Pull out of the data below the stretch of lines bounded by the one containing "of the kitchen" and the one containing "the white sectional", both bounds included, unchanged.

## SUPPLIED MATERIAL
::::

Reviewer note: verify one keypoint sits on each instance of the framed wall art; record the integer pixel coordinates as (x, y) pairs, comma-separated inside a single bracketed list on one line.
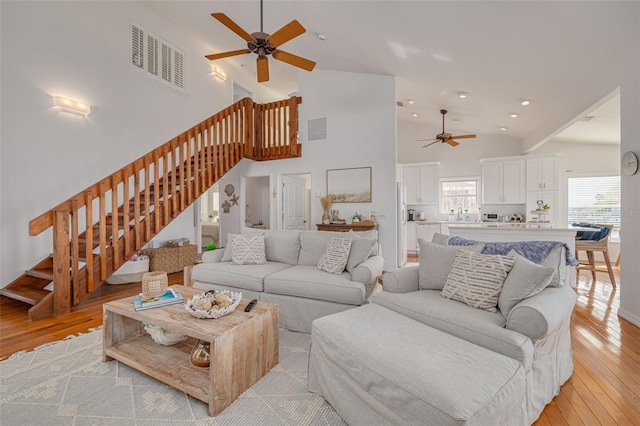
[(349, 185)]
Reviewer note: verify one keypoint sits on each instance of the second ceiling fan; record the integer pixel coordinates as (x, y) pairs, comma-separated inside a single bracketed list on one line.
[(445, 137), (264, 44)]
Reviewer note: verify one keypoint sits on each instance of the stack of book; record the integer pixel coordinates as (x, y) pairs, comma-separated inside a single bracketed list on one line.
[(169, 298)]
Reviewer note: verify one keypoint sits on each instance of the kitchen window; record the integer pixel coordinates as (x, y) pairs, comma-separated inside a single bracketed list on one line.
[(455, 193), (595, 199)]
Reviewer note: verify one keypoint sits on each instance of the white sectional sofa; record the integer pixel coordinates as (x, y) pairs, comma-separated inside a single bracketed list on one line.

::::

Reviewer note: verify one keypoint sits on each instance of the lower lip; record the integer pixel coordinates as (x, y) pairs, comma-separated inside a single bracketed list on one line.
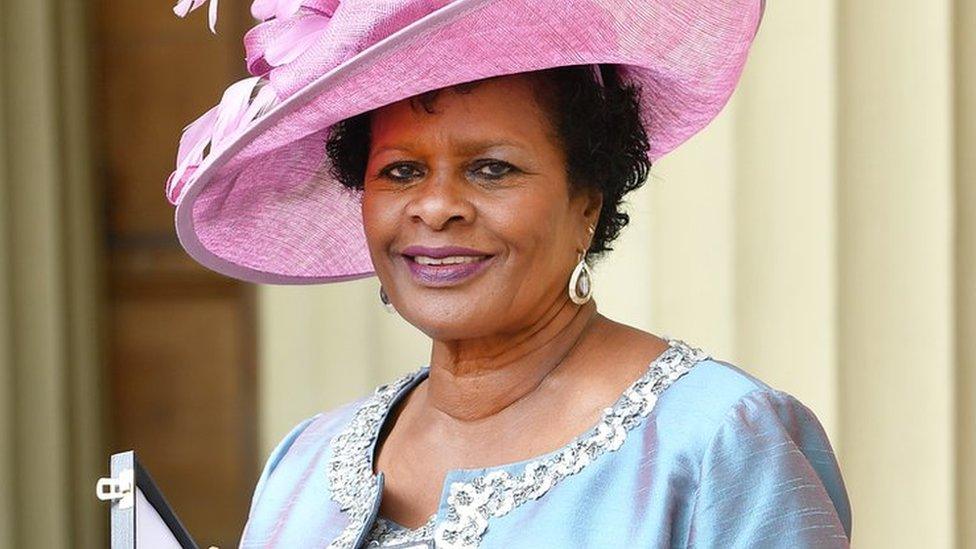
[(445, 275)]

::::

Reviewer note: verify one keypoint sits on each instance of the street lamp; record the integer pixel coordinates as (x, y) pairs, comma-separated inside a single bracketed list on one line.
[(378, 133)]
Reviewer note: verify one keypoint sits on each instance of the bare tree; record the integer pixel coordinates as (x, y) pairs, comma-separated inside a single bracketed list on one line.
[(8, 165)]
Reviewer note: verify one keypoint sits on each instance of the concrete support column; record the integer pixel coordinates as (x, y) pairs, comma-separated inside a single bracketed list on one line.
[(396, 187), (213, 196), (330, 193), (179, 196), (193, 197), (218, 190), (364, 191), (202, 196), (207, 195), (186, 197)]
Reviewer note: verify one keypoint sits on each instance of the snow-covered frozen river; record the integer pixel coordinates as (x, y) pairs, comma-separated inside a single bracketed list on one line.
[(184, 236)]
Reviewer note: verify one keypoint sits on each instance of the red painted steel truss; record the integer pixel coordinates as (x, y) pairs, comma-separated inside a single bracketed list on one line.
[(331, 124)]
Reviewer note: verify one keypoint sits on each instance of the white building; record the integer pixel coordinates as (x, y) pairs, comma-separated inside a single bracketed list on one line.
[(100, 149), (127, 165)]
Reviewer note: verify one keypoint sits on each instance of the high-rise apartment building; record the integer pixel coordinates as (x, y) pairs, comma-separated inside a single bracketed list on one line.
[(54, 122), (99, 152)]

::::

## RESULT OF THE EXERCISE
Reviewer note: verify one keypoint sits on each instance of the kitchen window; record the integer pixel coordinates as (x, y) pairs, comma-separated inside a single bracketed list on one line.
[(455, 193), (595, 199)]
Reviewer note: verify one keypoint sits on each instance of the white sectional sofa; record the integer pixel coordinates as (x, y) pairs, comma-separated inside a single bracketed list on one line.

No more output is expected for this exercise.